***** RECORDED INFORMATION

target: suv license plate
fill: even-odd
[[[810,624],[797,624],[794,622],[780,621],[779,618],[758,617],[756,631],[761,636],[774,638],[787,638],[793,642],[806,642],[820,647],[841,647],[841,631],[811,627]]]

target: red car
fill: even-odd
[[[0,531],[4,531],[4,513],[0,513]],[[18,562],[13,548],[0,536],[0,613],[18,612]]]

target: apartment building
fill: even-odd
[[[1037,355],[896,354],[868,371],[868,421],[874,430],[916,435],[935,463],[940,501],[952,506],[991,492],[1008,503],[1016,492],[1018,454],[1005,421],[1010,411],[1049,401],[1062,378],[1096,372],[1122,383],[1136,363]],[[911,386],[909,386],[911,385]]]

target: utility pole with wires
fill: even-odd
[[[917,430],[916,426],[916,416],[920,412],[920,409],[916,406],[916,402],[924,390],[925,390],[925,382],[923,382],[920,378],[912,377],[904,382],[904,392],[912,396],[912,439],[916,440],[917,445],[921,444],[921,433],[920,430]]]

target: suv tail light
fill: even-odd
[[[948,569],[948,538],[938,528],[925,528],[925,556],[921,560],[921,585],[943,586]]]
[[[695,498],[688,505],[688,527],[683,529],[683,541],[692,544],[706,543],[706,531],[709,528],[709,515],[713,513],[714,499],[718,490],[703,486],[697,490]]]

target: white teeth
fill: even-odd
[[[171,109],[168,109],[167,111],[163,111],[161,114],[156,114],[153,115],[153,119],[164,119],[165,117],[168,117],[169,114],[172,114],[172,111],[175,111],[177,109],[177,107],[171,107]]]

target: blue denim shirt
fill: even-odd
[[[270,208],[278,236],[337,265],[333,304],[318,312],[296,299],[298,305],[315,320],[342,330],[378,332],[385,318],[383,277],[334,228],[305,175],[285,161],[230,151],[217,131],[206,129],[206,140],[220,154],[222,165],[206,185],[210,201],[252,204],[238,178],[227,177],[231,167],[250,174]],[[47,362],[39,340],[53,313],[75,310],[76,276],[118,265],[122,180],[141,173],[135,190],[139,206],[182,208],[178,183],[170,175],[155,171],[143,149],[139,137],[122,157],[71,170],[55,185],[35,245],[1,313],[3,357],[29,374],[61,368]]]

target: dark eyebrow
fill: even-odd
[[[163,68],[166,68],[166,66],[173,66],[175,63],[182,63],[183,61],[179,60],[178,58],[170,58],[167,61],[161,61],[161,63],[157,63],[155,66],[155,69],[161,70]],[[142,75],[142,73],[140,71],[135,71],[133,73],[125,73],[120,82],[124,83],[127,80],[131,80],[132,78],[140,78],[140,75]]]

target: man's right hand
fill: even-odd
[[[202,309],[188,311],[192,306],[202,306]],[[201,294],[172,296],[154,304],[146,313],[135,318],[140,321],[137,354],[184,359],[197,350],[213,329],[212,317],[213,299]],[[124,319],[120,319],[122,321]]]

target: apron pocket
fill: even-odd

**********

**GIVEN INSTRUCTION**
Rewrite all of the records with each occurrence of "even-odd" changed to "nonzero" and every other line kept unchanged.

**RESULT FOR THIS EXERCISE**
target: suv license plate
fill: nonzero
[[[810,624],[797,624],[794,622],[780,621],[779,618],[758,617],[756,631],[761,636],[774,638],[787,638],[793,642],[806,642],[820,647],[841,647],[841,631],[811,627]]]

target: red car
fill: nonzero
[[[0,531],[4,531],[4,513],[0,513]],[[18,562],[13,548],[0,536],[0,613],[18,612]]]

target: apartment building
fill: nonzero
[[[1037,355],[896,354],[868,371],[868,421],[874,430],[916,435],[935,463],[940,501],[952,506],[991,492],[1008,503],[1016,492],[1018,454],[1005,421],[1010,411],[1049,401],[1062,378],[1096,372],[1122,383],[1136,363]],[[911,386],[909,386],[911,385]]]

target: utility pole with wires
fill: nonzero
[[[917,430],[916,426],[916,416],[920,412],[920,409],[916,406],[916,402],[924,390],[925,390],[925,382],[923,382],[920,378],[912,377],[904,382],[904,392],[912,396],[912,439],[916,440],[917,445],[921,444],[921,433],[920,430]]]

target: suv tail light
fill: nonzero
[[[948,569],[948,538],[938,528],[925,528],[925,556],[921,560],[921,585],[943,586]]]
[[[695,498],[688,505],[688,527],[683,529],[683,541],[692,544],[706,543],[706,531],[709,528],[709,515],[713,513],[714,499],[718,490],[703,486],[697,490]]]

target: white teeth
fill: nonzero
[[[171,109],[168,109],[167,111],[163,111],[161,114],[156,114],[153,115],[153,119],[164,119],[165,117],[168,117],[169,114],[172,114],[172,111],[175,111],[177,109],[177,107],[171,107]]]

target: blue denim shirt
fill: nonzero
[[[270,208],[278,236],[337,265],[333,304],[318,312],[296,299],[298,305],[315,320],[342,330],[378,332],[385,318],[383,277],[334,228],[305,175],[285,161],[230,151],[217,131],[206,129],[206,140],[220,154],[222,165],[206,185],[210,201],[252,204],[238,178],[227,177],[231,167],[250,174]],[[47,362],[39,340],[53,313],[75,310],[76,276],[118,265],[122,180],[141,173],[135,190],[139,206],[182,208],[178,183],[170,175],[155,171],[143,149],[139,137],[122,157],[71,170],[55,185],[35,245],[1,313],[3,357],[29,374],[61,368]]]

target: dark eyebrow
fill: nonzero
[[[163,68],[166,68],[166,66],[173,66],[175,63],[182,63],[183,61],[179,60],[178,58],[170,58],[167,61],[161,61],[161,63],[157,63],[155,66],[155,69],[161,70]],[[142,75],[142,73],[140,71],[135,71],[133,73],[125,73],[120,82],[124,83],[127,80],[131,80],[132,78],[140,78],[140,75]]]

target: man's right hand
fill: nonzero
[[[202,309],[188,311],[192,306],[202,306]],[[201,294],[172,296],[154,304],[146,313],[135,318],[140,321],[137,354],[184,359],[197,350],[213,329],[212,317],[213,299]],[[124,319],[120,319],[122,321]]]

target: apron pocket
fill: nonzero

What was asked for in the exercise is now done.